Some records
┏━━

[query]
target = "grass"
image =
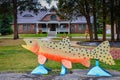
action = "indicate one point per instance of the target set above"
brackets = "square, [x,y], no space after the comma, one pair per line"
[79,35]
[27,35]
[15,58]
[45,35]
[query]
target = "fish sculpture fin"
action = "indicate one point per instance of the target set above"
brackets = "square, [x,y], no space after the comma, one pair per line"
[41,59]
[65,42]
[102,52]
[67,63]
[85,62]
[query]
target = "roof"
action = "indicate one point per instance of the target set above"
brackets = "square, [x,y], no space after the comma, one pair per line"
[33,18]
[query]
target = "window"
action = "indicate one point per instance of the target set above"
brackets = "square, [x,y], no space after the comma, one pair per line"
[43,25]
[63,26]
[82,27]
[27,15]
[53,17]
[26,27]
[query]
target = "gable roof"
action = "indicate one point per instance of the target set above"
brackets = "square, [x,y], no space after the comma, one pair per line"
[41,14]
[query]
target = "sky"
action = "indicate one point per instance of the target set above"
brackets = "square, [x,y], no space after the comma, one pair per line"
[43,3]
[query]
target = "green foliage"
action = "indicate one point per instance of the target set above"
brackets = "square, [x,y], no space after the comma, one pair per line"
[5,26]
[99,31]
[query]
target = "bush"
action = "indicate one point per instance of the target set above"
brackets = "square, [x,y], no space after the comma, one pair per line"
[5,27]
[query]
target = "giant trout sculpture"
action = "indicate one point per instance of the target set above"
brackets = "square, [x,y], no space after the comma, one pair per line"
[64,53]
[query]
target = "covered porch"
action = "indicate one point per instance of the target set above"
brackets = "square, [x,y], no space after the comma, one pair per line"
[53,27]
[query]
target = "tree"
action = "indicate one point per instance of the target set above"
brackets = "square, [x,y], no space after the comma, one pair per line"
[76,8]
[5,27]
[94,11]
[112,19]
[104,8]
[20,5]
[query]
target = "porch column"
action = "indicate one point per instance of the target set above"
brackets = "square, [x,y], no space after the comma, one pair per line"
[37,30]
[57,30]
[68,28]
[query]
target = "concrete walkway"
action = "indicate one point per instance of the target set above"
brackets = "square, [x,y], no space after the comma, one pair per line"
[75,75]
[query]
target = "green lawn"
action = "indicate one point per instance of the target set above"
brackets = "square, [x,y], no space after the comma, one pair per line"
[15,58]
[45,35]
[27,35]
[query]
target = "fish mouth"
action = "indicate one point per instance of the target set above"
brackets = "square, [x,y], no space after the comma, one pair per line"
[26,46]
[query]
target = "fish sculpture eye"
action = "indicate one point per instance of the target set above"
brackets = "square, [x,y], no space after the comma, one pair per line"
[30,41]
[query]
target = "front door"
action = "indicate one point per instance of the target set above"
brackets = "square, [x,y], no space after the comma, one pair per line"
[52,28]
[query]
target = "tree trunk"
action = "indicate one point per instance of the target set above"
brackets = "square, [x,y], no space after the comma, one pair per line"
[15,20]
[87,15]
[104,21]
[90,28]
[118,31]
[112,20]
[94,17]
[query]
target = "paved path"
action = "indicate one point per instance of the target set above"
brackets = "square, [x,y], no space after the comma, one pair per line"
[75,75]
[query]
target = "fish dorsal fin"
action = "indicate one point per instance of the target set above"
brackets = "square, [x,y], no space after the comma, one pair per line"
[65,42]
[67,63]
[102,52]
[41,59]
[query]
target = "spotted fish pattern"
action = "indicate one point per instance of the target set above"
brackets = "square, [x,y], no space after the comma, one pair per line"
[101,52]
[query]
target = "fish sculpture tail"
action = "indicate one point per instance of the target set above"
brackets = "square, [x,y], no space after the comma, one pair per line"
[102,52]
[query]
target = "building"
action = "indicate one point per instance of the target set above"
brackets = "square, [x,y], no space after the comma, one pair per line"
[47,21]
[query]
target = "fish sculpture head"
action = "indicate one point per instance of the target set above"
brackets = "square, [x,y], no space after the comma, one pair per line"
[32,45]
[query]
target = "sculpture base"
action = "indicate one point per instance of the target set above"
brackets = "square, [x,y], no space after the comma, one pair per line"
[63,71]
[40,70]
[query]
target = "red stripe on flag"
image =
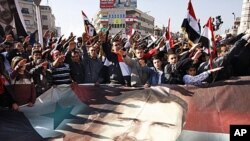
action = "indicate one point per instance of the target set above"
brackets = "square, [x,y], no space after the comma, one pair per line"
[191,10]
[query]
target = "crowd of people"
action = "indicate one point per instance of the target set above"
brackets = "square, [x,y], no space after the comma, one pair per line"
[30,68]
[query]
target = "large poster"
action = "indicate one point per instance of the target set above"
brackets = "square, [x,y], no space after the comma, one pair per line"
[10,18]
[118,3]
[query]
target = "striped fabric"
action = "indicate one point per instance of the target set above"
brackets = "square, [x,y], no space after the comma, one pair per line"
[61,75]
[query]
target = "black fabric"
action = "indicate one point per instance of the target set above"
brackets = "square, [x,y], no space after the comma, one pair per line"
[14,126]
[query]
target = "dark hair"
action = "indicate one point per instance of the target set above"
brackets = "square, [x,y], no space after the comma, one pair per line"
[156,57]
[36,51]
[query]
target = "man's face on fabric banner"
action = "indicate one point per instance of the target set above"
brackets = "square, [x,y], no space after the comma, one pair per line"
[5,13]
[143,121]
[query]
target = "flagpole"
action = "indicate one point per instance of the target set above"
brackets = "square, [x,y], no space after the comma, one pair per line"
[39,21]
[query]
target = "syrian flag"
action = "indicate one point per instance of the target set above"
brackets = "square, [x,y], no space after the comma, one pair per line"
[123,66]
[89,28]
[191,25]
[168,36]
[11,18]
[208,41]
[131,32]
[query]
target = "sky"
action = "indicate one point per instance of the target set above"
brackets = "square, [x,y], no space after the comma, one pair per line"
[68,12]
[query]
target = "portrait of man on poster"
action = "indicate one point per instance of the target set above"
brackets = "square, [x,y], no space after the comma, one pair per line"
[150,115]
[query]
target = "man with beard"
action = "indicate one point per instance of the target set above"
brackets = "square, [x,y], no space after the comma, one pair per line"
[149,114]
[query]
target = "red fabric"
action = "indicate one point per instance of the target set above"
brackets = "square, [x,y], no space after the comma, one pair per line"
[169,36]
[151,53]
[1,86]
[191,10]
[3,82]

┗━━

WHAT THE EXERCISE ASKS:
Reproduce every record word for word. The copy must contain no pictures.

RESPONSE:
[query]
target = "grass"
image =
action = "indicate one point per instance of the target set above"
brackets = "square, [x,y], no space after the comma, one pair per line"
[79,35]
[27,35]
[15,58]
[45,35]
[query]
target = "fish sculpture fin"
action = "indicate one point per instance of the target set above"
brackets = "square, [x,y], no space after the comma, one pair per line"
[41,59]
[65,42]
[102,52]
[67,63]
[85,62]
[query]
target = "roof"
action = "indicate one point per instance of the target set above"
brackets = "square, [x,y], no space after the comma, one pair per line"
[33,18]
[query]
target = "window"
action = "indicate one point per instance of the target set above"
brackets = "square, [x,y], no space after the comma, one pair per line"
[43,25]
[63,26]
[82,27]
[27,15]
[53,17]
[26,27]
[query]
target = "gable roof"
action = "indicate one point per instance of the target set above"
brackets = "square, [x,y], no space after the comma, one pair per line"
[41,14]
[query]
target = "sky"
action = "indicate one point per instance of the target set above"
brackets = "square, [x,y], no space after the comma, one pair per line"
[43,3]
[query]
target = "green foliage"
action = "indicate one point per instance of the target set above"
brackets = "square, [x,y], no space after the comma, one pair per line"
[5,26]
[99,31]
[query]
target = "bush"
action = "indicate one point per instance of the target set above"
brackets = "square, [x,y], no space after the comma, one pair per line"
[5,27]
[query]
target = "giant trout sculpture"
action = "indicate one point per instance of the target set above"
brackets = "square, [x,y], no space after the comma, one pair per line"
[64,53]
[query]
target = "covered porch"
action = "indicate one point per instance of the target set above"
brackets = "square, [x,y], no space after the comma, one pair per line"
[53,27]
[query]
target = "tree"
action = "indicate one point per instance of the target set above"
brackets = "square, [x,y], no space after the comma, one pair per line"
[76,8]
[5,27]
[94,11]
[112,19]
[104,8]
[20,5]
[query]
target = "porch column"
action = "indicate one point per instance of the target set above"
brackets = "square, [x,y], no space after the comma, one pair per line"
[37,30]
[57,30]
[68,28]
[query]
target = "concrete walkway"
action = "indicate one point per instance of the target set above"
brackets = "square, [x,y], no space after the comma, one pair per line"
[75,75]
[query]
target = "green lawn"
action = "indicate one point per instance of the target set above"
brackets = "square, [x,y], no space after the comma, one pair per line"
[15,58]
[45,35]
[27,35]
[query]
target = "fish mouth"
action = "indicate one point per instance of the target set above"
brackets = "square, [x,y], no space after the comma, one pair per line"
[26,46]
[query]
target = "fish sculpture eye"
action = "indicate one point per instance of the target set above"
brackets = "square, [x,y], no space after the comma, one pair per line"
[30,41]
[query]
target = "front door"
action = "indicate one point per instance of the target set above"
brackets = "square, [x,y], no space after the comma, one pair per line"
[52,28]
[query]
target = "tree trunk"
action = "indicate one point per instance of the target set above"
brackets = "square, [x,y], no space after the comma, one pair per line"
[15,20]
[87,15]
[104,21]
[90,28]
[118,31]
[112,20]
[94,17]
[query]
target = "paved path"
action = "indicate one point per instance of the target set above"
brackets = "square, [x,y], no space after the comma, one pair per line"
[75,75]
[query]
target = "fish dorsal fin"
action = "indicate one point per instance of the target set above"
brackets = "square, [x,y], no space after the comma, one pair per line"
[65,42]
[67,63]
[102,52]
[41,59]
[query]
target = "spotted fish pattern"
action = "indicate one point per instance of the target set above"
brackets = "square, [x,y], no space after the comma, one pair per line"
[101,52]
[query]
target = "fish sculpture tail"
action = "indicate one point per instance of the target set above"
brackets = "square, [x,y], no space after the comma, one pair per line"
[102,52]
[query]
target = "building"
action = "indicate one point per instance of the target set above"
brackets = "square, [x,y], no space after the comma, one pair per line"
[47,21]
[query]
target = "fish sculpture head"
action = "indicate one point per instance of the target set above"
brackets = "square, [x,y], no space after the comma, one pair per line"
[32,45]
[query]
target = "sculpture base"
action = "indicate one point per instance of the target set above"
brackets = "square, [x,y], no space after the comma, one pair per line"
[63,71]
[40,70]
[query]
target = "red stripe on flag"
image =
action = "indicate one point per instance of the target set above"
brackets = "square, [x,y], no space after the comma, one pair per line"
[191,10]
[query]
target = "crowd of people"
action = "indicate one point per instance of the target set above"
brackets = "square, [x,y], no space after the comma, one pair per line"
[30,68]
[query]
target = "large poster"
action = "indicate one point per instance of the target set above"
brackets = "square, [x,y], no space after the comma, one pair per line"
[10,18]
[118,3]
[query]
target = "striped fabric"
action = "indicate one point per instance of the target set above"
brackets = "square, [x,y], no space after the comma, one pair per line"
[61,75]
[query]
target = "black fabric"
action = "indicate one point per instance of the target set above"
brackets = "square, [x,y], no space after the comma, one pair per line"
[14,126]
[query]
target = "dark hair"
action = "indicate one point per instance of the target set above"
brackets = "square, [x,y], no space after the comma, one pair per line"
[156,57]
[36,51]
[query]
target = "man's face on fabric banner"
action = "indicate one point per instance of the target set above"
brackets = "square, [x,y], no space after the comma, one pair per line"
[5,13]
[143,121]
[query]
target = "flagpole"
action = "indicate one point per instance of the target set above"
brackets = "square, [x,y], no space after the comma, one pair per line"
[39,21]
[query]
target = "syrian flag"
action = "indicate one point per instance of the target set above"
brackets = "square, [x,y], no space after the comma, one pair per line"
[123,66]
[89,28]
[191,25]
[168,36]
[11,18]
[208,41]
[131,32]
[query]
target = "sky"
action = "indicate one point per instance of the target set above"
brackets = "square, [x,y], no space after the comma, one pair per line"
[68,12]
[query]
target = "portrait of man on poster"
action = "indicate one point per instance of the target set above"
brackets = "square, [x,y], no space after the comma, one pair per line"
[150,115]
[query]
target = "man with beard"
action = "indicate one point per instance of the target set above"
brackets = "square, [x,y], no space after the comma, one pair per line"
[149,114]
[query]
target = "red fabric"
action = "indicate one point per instance of the target set above"
brackets = "square, [x,y], no space after the comma, one pair per line"
[169,36]
[151,53]
[1,86]
[191,10]
[3,82]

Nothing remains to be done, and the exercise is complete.